THE REQUEST: Swap "keypoint" for "marker" in the stretch of the material from the line containing "the waterfall on this basis." through the line containing "(1124, 495)", and write those lines out again with nothing else changed.

Dataset excerpts on object pointing

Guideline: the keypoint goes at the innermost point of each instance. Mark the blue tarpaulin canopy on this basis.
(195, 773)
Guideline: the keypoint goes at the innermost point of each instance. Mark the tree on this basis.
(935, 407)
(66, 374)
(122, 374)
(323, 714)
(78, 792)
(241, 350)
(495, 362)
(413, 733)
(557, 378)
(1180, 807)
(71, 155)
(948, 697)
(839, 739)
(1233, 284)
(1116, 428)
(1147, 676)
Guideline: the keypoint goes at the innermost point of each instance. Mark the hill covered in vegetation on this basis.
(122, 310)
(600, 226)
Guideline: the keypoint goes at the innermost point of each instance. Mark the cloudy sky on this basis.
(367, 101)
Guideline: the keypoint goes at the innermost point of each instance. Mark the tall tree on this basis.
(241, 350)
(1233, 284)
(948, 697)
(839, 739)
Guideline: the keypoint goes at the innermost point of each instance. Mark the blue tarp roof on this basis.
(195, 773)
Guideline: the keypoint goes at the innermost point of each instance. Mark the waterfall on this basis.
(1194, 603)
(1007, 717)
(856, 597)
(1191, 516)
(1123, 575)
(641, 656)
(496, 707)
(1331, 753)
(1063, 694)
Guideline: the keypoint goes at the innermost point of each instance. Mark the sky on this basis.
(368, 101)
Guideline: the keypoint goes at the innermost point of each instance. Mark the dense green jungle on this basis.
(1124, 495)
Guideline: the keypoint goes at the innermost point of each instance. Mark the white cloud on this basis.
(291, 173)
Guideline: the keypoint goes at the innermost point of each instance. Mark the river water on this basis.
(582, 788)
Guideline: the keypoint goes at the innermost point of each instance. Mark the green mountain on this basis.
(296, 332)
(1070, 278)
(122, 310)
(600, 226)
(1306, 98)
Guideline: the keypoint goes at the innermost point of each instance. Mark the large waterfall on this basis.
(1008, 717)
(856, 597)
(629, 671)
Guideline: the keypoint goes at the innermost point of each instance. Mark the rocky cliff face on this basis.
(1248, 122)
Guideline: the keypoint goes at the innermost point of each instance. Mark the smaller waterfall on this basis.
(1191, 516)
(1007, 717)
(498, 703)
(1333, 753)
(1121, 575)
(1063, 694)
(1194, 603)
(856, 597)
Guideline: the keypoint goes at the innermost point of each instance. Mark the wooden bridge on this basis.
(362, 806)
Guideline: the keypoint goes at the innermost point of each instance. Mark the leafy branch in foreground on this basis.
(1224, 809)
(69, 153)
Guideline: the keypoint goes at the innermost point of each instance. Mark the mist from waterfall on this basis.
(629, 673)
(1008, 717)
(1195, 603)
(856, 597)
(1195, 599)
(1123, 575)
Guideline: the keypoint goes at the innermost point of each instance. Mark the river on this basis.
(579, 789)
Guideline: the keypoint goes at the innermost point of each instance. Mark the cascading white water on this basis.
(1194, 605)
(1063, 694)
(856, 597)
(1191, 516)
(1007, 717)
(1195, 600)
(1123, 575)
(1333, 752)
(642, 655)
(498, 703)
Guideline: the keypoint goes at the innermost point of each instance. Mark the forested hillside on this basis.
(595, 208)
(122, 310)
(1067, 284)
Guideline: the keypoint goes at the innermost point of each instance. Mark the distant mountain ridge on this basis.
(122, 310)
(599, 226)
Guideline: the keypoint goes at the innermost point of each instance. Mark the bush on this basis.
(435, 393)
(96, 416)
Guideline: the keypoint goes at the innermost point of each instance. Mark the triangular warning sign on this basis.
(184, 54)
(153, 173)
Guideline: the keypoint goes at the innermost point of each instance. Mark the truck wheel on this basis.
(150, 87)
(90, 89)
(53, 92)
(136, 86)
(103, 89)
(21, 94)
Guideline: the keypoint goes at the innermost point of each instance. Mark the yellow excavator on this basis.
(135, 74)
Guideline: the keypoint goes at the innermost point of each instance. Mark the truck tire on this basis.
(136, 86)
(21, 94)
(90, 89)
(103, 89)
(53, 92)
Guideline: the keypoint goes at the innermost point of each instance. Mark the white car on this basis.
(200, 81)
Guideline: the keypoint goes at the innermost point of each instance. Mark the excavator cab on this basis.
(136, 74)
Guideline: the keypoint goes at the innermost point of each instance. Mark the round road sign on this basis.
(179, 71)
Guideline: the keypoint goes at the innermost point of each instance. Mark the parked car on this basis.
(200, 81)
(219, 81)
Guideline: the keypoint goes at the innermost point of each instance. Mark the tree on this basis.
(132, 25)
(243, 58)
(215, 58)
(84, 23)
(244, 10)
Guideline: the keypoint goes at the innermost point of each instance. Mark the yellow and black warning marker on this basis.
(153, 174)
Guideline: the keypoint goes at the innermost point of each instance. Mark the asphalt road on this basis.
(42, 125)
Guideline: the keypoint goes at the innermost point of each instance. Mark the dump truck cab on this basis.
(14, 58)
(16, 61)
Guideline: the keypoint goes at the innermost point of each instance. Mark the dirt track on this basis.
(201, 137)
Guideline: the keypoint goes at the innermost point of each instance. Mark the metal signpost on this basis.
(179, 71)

ANSWER FOR THE TASK:
Guideline: the marker goes at the innermost point of each instance. Mark the waterfall on this basis.
(1194, 603)
(1007, 717)
(856, 597)
(1191, 516)
(1123, 575)
(641, 656)
(496, 707)
(1331, 753)
(1063, 694)
Guideline: the marker goes at the innermost point of each instance. Mark the sky on this basis.
(368, 101)
Guideline: the marker goes at the innermost point of each instance. Mark the dense green jungle on this basis.
(1124, 495)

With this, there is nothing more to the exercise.